Uploaded image for project: 'PDFBox'
  1. PDFBox
  2. PDFBOX-2212

OutOfMemoryError in GlyfCompositeDescrip

    Details

    • Type: Bug
    • Status: Closed
    • Priority: Major
    • Resolution: Fixed
    • Affects Version/s: 1.8.6
    • Fix Version/s: 1.8.7, 2.0.0
    • Component/s: FontBox, Preflight
    • Labels:
      None
    • Environment:
      Windows 7, JDK6

      Description

      Hi All,

      The application I’m working on is a web service that accepts PDF documents and combines them in a single larger PDF. Client submits a bunch of PDFs and we create a single PDF out of them. In some rare cases one of the PDF documents submitted has a glitch in it that causes Adobe Reader to throw errors when viewing the final document (attached).
      When I tried to check the buggy PDF with the approach outlined here:

      https://pdfbox.apache.org/cookbook/pdfavalidation.html

      I was getting an OutOfMemoryError in the GlyfCompositeDescrip class, here is the full stack trace:

      java.lang.OutOfMemoryError: Java heap space
      at org.apache.fontbox.ttf.GlyfCompositeDescript.<init>(GlyfCompositeDescript.java:58)
      at org.apache.fontbox.ttf.GlyphData.initData(GlyphData.java:62)
      at org.apache.fontbox.ttf.GlyphTable.initData(GlyphTable.java:69)
      at org.apache.fontbox.ttf.TrueTypeFont.initializeTable(TrueTypeFont.java:280)
      at org.apache.fontbox.ttf.AbstractTTFParser.parseTables(AbstractTTFParser.java:128)
      at org.apache.fontbox.ttf.TTFParser.parseTables(TTFParser.java:80)
      at org.apache.fontbox.ttf.AbstractTTFParser.parseTTF(AbstractTTFParser.java:109)
      at org.apache.fontbox.ttf.TTFParser.parseTTF(TTFParser.java:25)
      at org.apache.fontbox.ttf.AbstractTTFParser.parseTTF(AbstractTTFParser.java:84)
      at org.apache.fontbox.ttf.TTFParser.parseTTF(TTFParser.java:25)
      at org.apache.pdfbox.preflight.font.descriptor.TrueTypeDescriptorHelper.processFontFile(TrueTypeDescriptorHelper.java:84)
      at org.apache.pdfbox.preflight.font.descriptor.FontDescriptorHelper.validate(FontDescriptorHelper.java:97)

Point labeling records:
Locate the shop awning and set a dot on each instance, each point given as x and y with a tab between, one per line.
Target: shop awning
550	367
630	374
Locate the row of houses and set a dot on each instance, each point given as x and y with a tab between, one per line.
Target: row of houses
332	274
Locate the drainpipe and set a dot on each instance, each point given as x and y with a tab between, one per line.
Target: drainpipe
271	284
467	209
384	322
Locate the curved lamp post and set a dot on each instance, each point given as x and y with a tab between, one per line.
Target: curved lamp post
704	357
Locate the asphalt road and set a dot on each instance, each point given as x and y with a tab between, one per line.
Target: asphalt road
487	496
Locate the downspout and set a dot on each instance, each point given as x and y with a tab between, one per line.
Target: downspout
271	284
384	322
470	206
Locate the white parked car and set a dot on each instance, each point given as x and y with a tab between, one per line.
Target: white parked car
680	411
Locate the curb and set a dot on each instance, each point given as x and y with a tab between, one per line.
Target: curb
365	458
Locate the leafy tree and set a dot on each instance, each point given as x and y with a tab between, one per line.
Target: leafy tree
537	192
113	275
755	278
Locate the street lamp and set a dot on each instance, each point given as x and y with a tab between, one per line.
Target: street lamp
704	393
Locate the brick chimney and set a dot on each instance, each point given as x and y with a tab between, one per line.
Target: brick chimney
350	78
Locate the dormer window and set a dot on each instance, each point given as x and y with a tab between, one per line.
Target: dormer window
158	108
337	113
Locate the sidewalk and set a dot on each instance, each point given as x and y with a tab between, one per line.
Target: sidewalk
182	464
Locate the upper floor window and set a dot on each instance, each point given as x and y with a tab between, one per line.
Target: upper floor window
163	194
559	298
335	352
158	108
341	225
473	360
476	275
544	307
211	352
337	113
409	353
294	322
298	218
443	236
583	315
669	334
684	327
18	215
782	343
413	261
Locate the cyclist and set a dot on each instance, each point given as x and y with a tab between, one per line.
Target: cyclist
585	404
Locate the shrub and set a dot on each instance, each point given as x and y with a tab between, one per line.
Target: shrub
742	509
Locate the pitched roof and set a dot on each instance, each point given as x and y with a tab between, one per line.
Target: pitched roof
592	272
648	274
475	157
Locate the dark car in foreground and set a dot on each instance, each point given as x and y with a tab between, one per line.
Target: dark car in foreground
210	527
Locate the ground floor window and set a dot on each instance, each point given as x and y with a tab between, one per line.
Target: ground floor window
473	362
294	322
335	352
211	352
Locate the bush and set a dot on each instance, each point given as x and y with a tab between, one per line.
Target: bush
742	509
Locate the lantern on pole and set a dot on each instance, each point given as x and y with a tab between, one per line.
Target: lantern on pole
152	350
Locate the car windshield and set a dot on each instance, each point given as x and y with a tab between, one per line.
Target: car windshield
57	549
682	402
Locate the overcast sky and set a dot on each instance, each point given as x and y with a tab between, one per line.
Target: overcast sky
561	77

---

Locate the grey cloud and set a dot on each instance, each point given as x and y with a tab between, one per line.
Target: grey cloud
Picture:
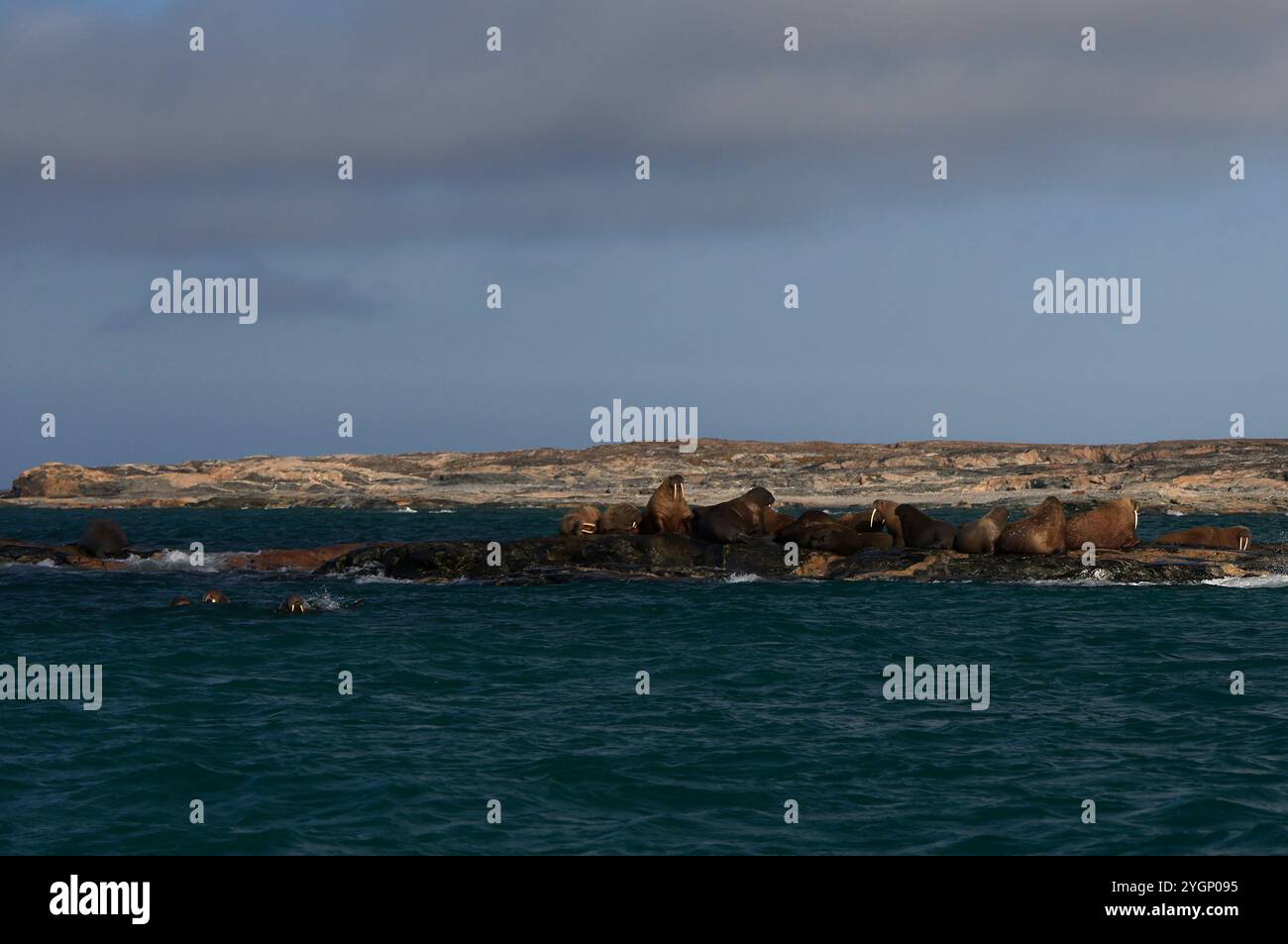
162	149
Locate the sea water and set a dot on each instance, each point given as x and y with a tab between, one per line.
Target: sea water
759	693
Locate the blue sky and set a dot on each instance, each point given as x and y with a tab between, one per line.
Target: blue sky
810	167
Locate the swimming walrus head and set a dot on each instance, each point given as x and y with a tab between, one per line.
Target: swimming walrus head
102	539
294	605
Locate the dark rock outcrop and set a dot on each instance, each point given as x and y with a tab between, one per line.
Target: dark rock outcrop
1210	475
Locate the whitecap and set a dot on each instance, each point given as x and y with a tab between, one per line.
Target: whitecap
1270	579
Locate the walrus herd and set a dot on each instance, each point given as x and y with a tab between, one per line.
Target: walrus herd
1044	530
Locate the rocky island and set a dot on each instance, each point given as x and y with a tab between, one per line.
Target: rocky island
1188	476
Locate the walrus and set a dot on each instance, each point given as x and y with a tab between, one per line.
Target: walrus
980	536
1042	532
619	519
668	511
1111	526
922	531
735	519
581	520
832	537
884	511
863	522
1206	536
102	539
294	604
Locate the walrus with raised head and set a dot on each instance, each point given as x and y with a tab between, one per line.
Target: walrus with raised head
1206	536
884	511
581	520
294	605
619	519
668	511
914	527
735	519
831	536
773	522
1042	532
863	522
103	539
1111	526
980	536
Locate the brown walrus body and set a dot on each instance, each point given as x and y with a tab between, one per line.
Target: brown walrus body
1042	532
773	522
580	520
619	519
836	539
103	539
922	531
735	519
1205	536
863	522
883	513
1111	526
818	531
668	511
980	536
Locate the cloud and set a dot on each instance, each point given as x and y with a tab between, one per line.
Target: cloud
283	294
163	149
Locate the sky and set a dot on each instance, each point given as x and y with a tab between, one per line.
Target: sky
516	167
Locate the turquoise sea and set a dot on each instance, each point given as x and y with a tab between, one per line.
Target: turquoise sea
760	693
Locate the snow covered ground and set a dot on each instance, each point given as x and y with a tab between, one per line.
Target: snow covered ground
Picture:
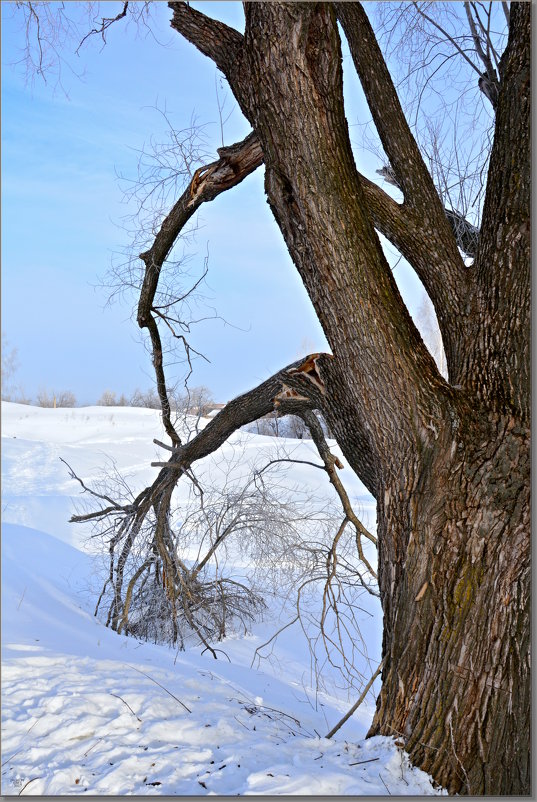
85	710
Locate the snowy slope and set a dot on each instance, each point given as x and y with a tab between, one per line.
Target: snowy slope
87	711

TASKS FOR THIS EXERCISE:
1. Please rewrite the PDFBox bug report from "java.lang.OutOfMemoryError: Java heap" through "at org.apache.fontbox.ttf.GlyphData.initData(GlyphData.java:62)", replacing "GlyphData" with "GlyphRecord".
2. According to the PDFBox bug report, why does Adobe Reader sometimes throw errors when viewing the combined document?

RESPONSES PER TASK:
1.
java.lang.OutOfMemoryError: Java heap space
      at org.apache.fontbox.ttf.GlyfCompositeDescript.<init>(GlyfCompositeDescript.java:58)
      at org.apache.fontbox.ttf.GlyphRecord.initData(GlyphRecord.java:62)

2. In some rare cases, one of the PDF documents a client submits has a glitch in it. That glitch causes Adobe Reader to throw errors when viewing the final combined PDF.